• _WHAT IS EXPECTED_
Write out the passage on legacy banks and digital banking word for word, in full.

Since the 2008 financial crisis, the competition in one of the world’s largest industries has increased more than ever and disruption of the aged and sometimes monopolistic industry of banking is now fully underway. Challenger banks, neo banks, and other Fintech firms are appearing from every corner, it seems, to race towards the digital transformation of banking.
Whether you are aiming for more market share or for banking the underbanked, growth opportunities are everywhere if traditional banks take advantage of the right channels, partnerships, and technology. Every day we hear of new Fintech companies aiming to disrupt the market and take advantage of the digital era. But what happens to legacy banks and what role do they play in this new banking era?
How can legacy banks achieve modernisation?
1. Act as a marketplace
To say that legacy banks don’t have modern technology is an oversimplification. Most legacy banks have technology, whether it is old, new, or unused. However, some of the technology that legacy banks have implemented over the last few decades has created a financial burden of cost and effort for keeping the technology operational.

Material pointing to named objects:
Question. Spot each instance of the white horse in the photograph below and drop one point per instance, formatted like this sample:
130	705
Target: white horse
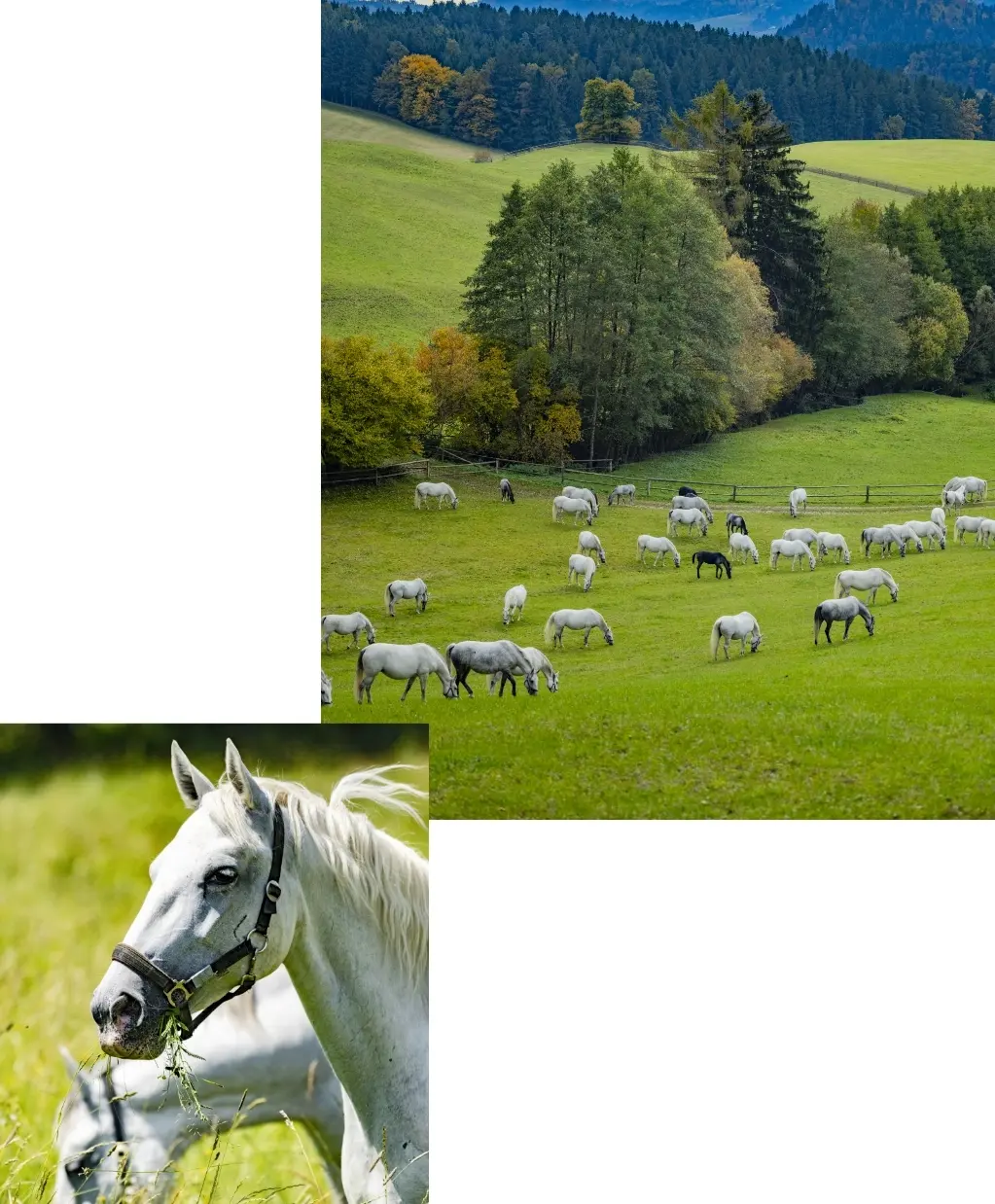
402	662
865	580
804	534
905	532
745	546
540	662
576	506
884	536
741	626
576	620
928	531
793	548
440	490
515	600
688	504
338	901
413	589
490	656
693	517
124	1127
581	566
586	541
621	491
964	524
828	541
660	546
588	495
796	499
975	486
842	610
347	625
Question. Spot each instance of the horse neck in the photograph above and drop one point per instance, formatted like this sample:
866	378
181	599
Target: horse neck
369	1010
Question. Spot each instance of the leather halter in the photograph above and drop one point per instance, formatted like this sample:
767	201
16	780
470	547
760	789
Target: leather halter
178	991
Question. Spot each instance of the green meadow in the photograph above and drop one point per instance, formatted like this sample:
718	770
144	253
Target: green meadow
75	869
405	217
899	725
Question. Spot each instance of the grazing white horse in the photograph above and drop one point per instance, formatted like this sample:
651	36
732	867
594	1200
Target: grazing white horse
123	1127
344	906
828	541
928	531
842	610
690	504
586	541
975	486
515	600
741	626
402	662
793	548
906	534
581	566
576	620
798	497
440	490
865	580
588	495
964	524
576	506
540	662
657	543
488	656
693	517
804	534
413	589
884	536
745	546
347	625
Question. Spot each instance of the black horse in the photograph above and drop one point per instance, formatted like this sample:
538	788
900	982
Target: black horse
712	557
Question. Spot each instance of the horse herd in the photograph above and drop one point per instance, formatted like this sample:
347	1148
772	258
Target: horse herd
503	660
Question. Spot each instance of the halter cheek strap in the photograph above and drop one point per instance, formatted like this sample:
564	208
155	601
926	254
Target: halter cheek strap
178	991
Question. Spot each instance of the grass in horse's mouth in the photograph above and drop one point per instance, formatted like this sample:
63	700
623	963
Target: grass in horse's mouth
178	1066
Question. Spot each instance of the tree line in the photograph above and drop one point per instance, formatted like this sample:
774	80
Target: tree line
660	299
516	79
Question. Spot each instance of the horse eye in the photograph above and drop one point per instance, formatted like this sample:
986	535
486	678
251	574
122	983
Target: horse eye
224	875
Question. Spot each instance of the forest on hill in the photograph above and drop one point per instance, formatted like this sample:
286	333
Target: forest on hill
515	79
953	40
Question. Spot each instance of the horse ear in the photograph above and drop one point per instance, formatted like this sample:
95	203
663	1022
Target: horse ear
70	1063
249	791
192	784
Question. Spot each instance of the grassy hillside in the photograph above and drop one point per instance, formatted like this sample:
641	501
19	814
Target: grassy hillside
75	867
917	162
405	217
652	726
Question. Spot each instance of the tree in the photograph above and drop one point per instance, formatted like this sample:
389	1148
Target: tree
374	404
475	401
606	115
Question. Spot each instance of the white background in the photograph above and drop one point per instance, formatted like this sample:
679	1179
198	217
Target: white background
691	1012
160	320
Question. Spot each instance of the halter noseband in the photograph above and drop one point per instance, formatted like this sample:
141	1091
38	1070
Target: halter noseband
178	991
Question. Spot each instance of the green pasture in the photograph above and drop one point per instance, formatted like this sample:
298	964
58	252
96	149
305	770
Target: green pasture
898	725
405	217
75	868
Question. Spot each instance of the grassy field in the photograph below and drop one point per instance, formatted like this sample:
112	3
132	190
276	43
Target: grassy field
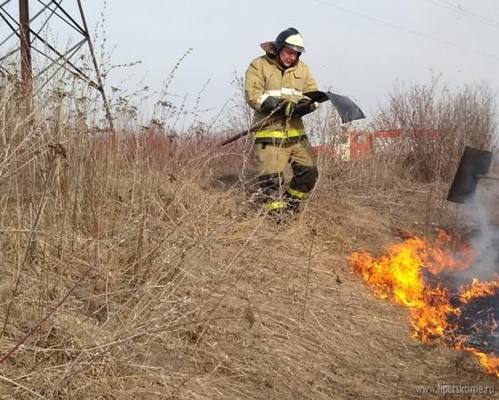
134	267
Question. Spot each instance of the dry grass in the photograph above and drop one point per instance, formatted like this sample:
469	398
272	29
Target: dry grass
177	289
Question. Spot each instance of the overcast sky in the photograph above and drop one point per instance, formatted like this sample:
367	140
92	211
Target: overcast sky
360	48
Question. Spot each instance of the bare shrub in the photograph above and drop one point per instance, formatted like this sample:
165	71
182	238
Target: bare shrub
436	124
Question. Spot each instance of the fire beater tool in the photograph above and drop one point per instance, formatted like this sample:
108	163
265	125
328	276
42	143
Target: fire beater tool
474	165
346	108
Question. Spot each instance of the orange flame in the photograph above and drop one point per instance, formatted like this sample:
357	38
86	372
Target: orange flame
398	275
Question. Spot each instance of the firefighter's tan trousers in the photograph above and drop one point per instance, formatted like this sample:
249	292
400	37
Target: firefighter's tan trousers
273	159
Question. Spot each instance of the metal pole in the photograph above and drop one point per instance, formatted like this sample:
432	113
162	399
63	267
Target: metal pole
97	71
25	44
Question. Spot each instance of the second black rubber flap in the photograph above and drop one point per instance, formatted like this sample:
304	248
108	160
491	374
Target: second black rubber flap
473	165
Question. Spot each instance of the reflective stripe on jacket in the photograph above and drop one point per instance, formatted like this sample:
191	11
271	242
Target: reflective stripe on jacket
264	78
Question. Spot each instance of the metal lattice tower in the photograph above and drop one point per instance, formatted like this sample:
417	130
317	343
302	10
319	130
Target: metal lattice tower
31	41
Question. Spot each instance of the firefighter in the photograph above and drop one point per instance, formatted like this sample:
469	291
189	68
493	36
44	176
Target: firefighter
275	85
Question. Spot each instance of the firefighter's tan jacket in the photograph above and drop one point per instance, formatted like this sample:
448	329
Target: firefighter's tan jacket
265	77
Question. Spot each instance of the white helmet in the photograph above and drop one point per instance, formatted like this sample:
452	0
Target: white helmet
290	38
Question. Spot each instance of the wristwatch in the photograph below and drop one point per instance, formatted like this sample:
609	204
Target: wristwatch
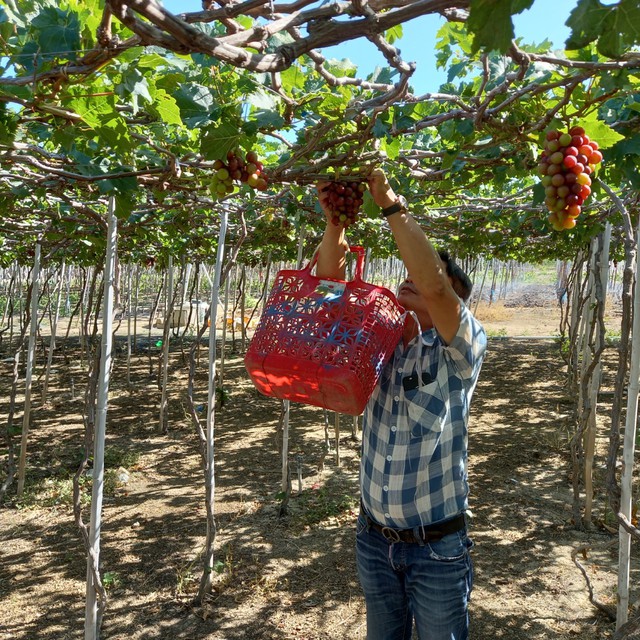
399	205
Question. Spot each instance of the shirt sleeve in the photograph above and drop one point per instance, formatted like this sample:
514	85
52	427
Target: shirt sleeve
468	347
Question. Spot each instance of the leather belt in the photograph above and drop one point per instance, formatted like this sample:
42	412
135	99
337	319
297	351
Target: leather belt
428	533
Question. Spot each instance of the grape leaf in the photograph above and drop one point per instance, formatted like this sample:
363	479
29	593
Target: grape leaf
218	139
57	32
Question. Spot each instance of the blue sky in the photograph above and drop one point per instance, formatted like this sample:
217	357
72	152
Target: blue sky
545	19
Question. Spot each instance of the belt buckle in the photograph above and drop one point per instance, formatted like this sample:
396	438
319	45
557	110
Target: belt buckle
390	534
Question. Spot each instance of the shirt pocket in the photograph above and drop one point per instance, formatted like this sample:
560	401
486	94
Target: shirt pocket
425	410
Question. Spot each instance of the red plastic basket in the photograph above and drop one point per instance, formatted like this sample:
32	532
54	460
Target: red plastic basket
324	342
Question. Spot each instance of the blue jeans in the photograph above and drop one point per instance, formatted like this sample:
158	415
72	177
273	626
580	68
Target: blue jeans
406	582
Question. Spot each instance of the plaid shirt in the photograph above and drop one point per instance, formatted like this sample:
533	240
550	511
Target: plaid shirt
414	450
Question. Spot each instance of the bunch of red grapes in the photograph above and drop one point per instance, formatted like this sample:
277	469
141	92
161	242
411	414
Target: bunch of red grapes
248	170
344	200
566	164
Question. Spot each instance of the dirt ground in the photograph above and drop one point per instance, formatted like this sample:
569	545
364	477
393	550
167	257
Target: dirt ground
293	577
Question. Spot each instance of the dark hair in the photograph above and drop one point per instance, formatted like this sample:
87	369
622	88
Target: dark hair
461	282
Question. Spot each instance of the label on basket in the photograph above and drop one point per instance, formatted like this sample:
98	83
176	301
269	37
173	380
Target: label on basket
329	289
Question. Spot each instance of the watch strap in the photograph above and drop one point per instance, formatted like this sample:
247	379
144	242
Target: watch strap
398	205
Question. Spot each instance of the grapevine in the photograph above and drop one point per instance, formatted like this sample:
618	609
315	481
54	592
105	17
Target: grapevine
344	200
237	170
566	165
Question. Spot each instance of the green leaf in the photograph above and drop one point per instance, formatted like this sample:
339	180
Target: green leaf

• _TASK SOLUTION_
Since the 2008 financial crisis, the competition in one of the world’s largest industries has increased more than ever and disruption of the aged and sometimes monopolistic industry of banking is now fully underway. Challenger banks, neo banks, and other Fintech firms are appearing from every corner, it seems, to race towards the digital transformation of banking.
Whether you are aiming for more market share or for banking the underbanked, growth opportunities are everywhere if traditional banks take advantage of the right channels, partnerships, and technology. Every day we hear of new Fintech companies aiming to disrupt the market and take advantage of the digital era. But what happens to legacy banks and what role do they play in this new banking era?
How can legacy banks achieve modernisation?
1. Act as a marketplace
To say that legacy banks don’t have modern technology is an oversimplification. Most legacy banks have technology, whether it is old, new, or unused. However, some of the technology that legacy banks have implemented over the last few decades has created a financial burden of cost and effort for keeping the technology operational.